*What this task involves*
Transcribe all of the data, leaving nothing out and changing nothing.

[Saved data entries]
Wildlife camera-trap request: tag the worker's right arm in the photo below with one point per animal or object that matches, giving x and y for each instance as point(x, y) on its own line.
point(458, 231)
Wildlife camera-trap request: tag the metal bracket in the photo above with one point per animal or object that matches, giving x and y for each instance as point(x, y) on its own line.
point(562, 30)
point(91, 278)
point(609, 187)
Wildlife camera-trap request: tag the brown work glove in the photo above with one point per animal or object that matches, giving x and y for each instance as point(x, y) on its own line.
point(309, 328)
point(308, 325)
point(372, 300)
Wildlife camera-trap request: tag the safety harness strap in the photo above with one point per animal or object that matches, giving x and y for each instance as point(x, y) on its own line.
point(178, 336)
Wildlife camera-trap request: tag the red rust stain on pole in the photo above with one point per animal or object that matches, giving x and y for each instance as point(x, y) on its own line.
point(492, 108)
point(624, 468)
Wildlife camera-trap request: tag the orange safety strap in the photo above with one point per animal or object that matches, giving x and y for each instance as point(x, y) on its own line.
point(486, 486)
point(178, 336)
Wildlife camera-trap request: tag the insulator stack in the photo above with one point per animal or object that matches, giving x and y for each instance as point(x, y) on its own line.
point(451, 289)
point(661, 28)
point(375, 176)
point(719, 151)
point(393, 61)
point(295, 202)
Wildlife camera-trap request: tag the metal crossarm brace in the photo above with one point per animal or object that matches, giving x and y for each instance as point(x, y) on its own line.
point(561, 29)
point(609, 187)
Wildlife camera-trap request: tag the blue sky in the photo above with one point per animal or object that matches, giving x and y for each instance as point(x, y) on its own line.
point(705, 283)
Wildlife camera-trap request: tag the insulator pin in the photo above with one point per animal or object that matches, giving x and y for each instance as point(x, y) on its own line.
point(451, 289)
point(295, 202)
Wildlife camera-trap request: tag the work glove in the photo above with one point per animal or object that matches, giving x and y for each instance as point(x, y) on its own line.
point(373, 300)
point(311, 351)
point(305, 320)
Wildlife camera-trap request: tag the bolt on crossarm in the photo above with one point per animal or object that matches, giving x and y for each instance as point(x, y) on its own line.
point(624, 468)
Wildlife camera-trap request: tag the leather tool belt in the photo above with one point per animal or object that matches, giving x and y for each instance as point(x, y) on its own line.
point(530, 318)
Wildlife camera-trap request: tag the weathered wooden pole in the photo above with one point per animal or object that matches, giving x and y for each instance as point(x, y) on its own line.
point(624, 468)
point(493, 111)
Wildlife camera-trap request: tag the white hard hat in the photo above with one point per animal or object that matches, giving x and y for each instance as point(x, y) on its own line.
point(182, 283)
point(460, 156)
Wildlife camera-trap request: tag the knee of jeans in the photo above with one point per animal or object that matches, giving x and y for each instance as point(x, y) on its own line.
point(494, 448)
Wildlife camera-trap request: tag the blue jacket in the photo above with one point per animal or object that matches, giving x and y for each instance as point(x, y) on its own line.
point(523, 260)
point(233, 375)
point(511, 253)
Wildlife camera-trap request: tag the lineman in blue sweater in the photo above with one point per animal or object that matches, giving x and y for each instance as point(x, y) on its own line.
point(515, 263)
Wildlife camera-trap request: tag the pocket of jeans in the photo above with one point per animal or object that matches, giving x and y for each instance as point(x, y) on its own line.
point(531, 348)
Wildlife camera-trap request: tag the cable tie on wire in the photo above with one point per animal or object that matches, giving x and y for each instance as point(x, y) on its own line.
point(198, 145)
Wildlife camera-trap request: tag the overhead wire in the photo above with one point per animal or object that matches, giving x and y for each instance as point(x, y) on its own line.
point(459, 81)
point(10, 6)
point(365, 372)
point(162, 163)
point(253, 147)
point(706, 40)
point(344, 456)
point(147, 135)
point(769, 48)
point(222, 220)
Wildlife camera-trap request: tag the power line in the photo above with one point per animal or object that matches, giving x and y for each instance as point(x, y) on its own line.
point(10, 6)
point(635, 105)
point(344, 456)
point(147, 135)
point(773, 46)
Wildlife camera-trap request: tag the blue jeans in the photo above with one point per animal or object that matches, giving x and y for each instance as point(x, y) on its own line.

*Output for this task*
Wildlife camera-trap request: tag the worker's right arm in the photo below with one point per animal or object that matches, giving x and y for each instance as point(x, y) on its own line.
point(458, 231)
Wildlife camera-trap request: tag the metal bracket in the photo above with one point per animal or object that matches, giving x and y for each instance as point(x, y) on its own line.
point(562, 30)
point(91, 278)
point(609, 187)
Wildlife camera-trap request: tag the brown work glove in the photo above with one point per animal or object that matches, giving x and y for each instance as point(x, y) on its own line.
point(309, 328)
point(308, 325)
point(372, 300)
Wildlife camera-trap request: tag the safety harness strap in the photo above with one point per animal or object that matches, giving x and y for each instance as point(x, y) on its own line.
point(178, 336)
Wildlife camera-trap request: tag the red rust stain on pole in the photo above with one point per animal or object that matches, giving x and y for each instance as point(x, y) on its own line.
point(492, 108)
point(624, 468)
Wildlife camera-trap request: tag the orange safety strap in the photo above with one point per animal or object that matches, giving x and y for each instance as point(x, y) on its own line.
point(486, 486)
point(178, 336)
Wildlife camera-trap request: tag the insulator stack in the photo above with one point per animal or object that matches, giving x and y for each instance as point(x, y) on its own line.
point(451, 289)
point(661, 28)
point(375, 176)
point(719, 151)
point(393, 61)
point(295, 202)
Wildlife camera-trap request: tag the metal crossarm brace in the photo above with one point per animal or object that matches, giving x and y for each instance as point(x, y) on its own line.
point(561, 29)
point(609, 187)
Wildlife camera-trap request: tag the blue sky in the photo above with one point per animal or object that matches, giving x and y for each instance as point(x, y) on its own line.
point(705, 283)
Wildlife camera-trap request: tag the insulator pin in the photo above with one point per animal or object that matches, giving x and y for each instance as point(x, y) on its own line.
point(451, 289)
point(295, 202)
Wildlife camera-trap request: tag the work glove in the photo above with one point per animal or object that matches, giving x and y for each instance as point(x, y) on its own line.
point(373, 300)
point(311, 351)
point(305, 320)
Wildlife camera-trap request: tag the bolt on crossarm in the photo above with one point per animal or object that matches, giving x and y for each instance as point(x, y) on its own line.
point(624, 468)
Wildlife camera-trap request: tag the leather tool belt in the photo above with one point per animal or object that matches, giving x and y for each instance as point(x, y) on its own line.
point(530, 318)
Wildlife camera-trap request: tag the weathered wooden pole in the photo above with one point per animal or object that matches, giving x and y for each instance as point(x, y) on its own line.
point(624, 468)
point(493, 111)
Wildlife camera-trap request: tag the white hard hat in the photo above with one point per animal or object that matches, giving x and y for each instance as point(x, y) on its own line.
point(182, 283)
point(460, 156)
Wildlife camera-trap request: tag the knee of jeans in the photo above with one point per animal or object that matches, giving x and y for each instance as point(x, y) on its own line.
point(494, 448)
Wildlife camera-trap request: tag the blue jacket in the photo above with one point per animal or object that matches, giving x and y for each instance as point(x, y) on its own line.
point(523, 260)
point(233, 375)
point(511, 253)
Wildlife camera-trap request: tag the lineman in blue sweater in the photo above with one point per animal or object that matches, giving x and y for each instance as point(x, y) on its own line.
point(515, 263)
Wildlife camera-trap request: tag the pocket of jeans in the photo above with one point per animal or object that matches, giving x and y for each instance as point(x, y) on its own line.
point(531, 348)
Wildlife camera-trap request: tag the cable tie on wire in the photo above with one point per animal or object that matches, giving x and y for each instance as point(x, y) on its own line.
point(198, 145)
Wildlife camera-trap request: tag the overhead wire in the photo above with one point per animal or object that matches, giving x and y for each instance as point(x, y) on its own line.
point(459, 81)
point(10, 6)
point(365, 372)
point(162, 163)
point(253, 147)
point(706, 40)
point(344, 456)
point(147, 135)
point(769, 48)
point(222, 220)
Wildlife camera-trap request: tag the power line in the photo above with one point per animal or object that matches, giving x and y for each instance as point(x, y) on its own line.
point(10, 6)
point(635, 105)
point(344, 456)
point(147, 135)
point(773, 46)
Wildlife camera-trap request: tag the blue jeans in the photo above with one point per animal or object that matches, giving x and y for each instance as point(x, y) on its own line.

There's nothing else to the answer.